» **WORK TASK**: I would like every record reproduced exactly, with the pictures left out.

━━━━━ STUDY MATERIAL

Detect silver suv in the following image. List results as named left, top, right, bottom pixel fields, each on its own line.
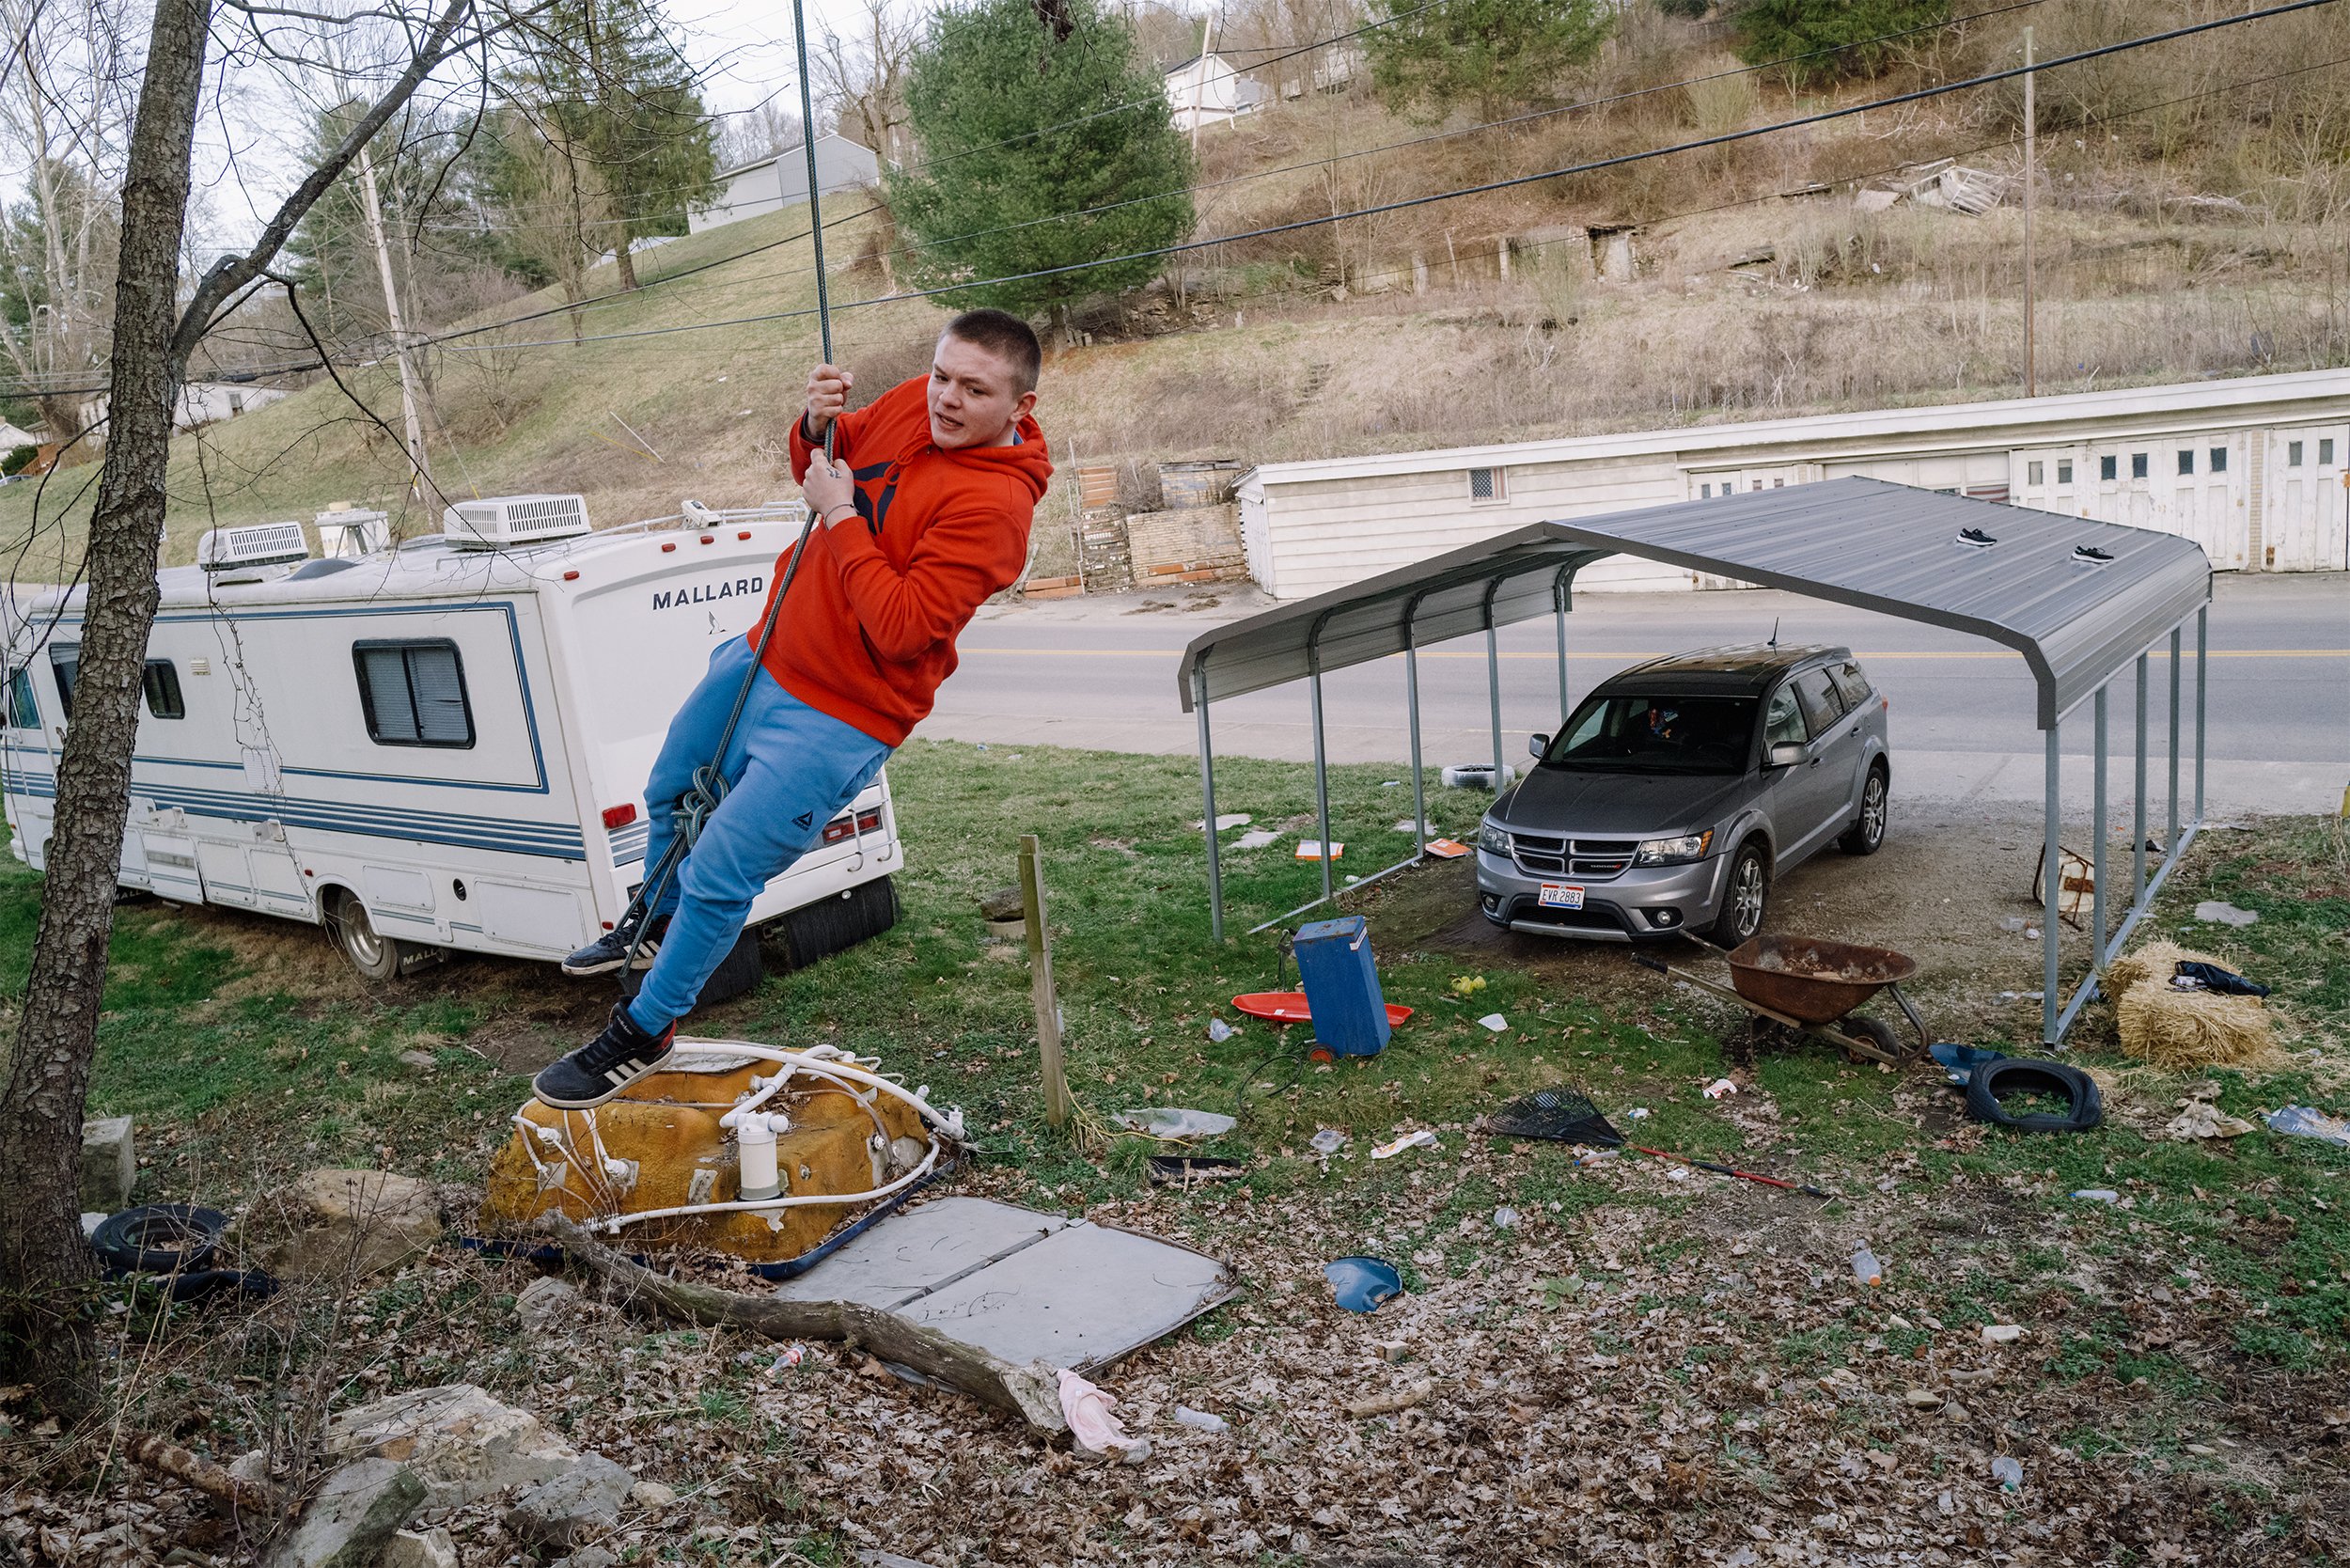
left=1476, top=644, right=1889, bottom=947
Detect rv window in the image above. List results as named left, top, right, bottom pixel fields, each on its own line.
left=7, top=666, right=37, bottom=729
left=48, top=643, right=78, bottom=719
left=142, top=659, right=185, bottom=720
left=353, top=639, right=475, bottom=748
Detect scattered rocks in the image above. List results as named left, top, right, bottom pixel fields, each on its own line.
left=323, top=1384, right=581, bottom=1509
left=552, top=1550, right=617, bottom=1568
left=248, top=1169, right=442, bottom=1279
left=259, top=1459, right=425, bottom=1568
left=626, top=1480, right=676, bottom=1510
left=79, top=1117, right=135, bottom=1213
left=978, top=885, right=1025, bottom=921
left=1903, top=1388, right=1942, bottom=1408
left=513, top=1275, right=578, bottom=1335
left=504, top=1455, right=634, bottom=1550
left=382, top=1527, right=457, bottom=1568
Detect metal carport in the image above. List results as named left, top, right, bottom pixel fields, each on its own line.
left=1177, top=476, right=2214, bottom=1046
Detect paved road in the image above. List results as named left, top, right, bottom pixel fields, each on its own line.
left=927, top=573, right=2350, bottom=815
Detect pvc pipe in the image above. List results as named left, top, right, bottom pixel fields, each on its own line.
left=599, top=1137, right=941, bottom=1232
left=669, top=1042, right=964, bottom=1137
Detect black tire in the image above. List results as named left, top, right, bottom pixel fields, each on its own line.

━━━━━━━━━━

» **TASK ANSWER**:
Detect silver suv in the following image. List results as named left, top, right, bottom pixel fields, each on its own line.
left=1476, top=644, right=1889, bottom=947
Detect rv window in the image above. List results as named left, top, right, bottom pixel fields, each on its own line.
left=7, top=666, right=37, bottom=729
left=48, top=643, right=78, bottom=719
left=142, top=659, right=185, bottom=720
left=353, top=639, right=475, bottom=748
Detect scattered rocks in the image above. List results as named left, top, right, bottom pixel fields, each on its own line.
left=323, top=1384, right=581, bottom=1509
left=552, top=1550, right=617, bottom=1568
left=248, top=1169, right=442, bottom=1279
left=259, top=1459, right=425, bottom=1568
left=626, top=1480, right=676, bottom=1510
left=79, top=1117, right=135, bottom=1213
left=978, top=885, right=1025, bottom=921
left=1903, top=1388, right=1942, bottom=1408
left=513, top=1275, right=578, bottom=1335
left=504, top=1455, right=634, bottom=1550
left=382, top=1527, right=457, bottom=1568
Detect metal carport in the image above. List results as named left, top, right, bottom pixel fields, each on its own line.
left=1177, top=476, right=2214, bottom=1046
Detect paved road in the image above. List results as named left, top, right, bottom pixel fields, each on its own line.
left=927, top=573, right=2350, bottom=815
Detect pvc pipe in the image above. List results as named left, top, right, bottom pixel fields, each on its own line.
left=599, top=1137, right=941, bottom=1232
left=669, top=1042, right=964, bottom=1137
Detect black tire in the image above. List results as named left, top, right, bottom pixel fields, each on its own line.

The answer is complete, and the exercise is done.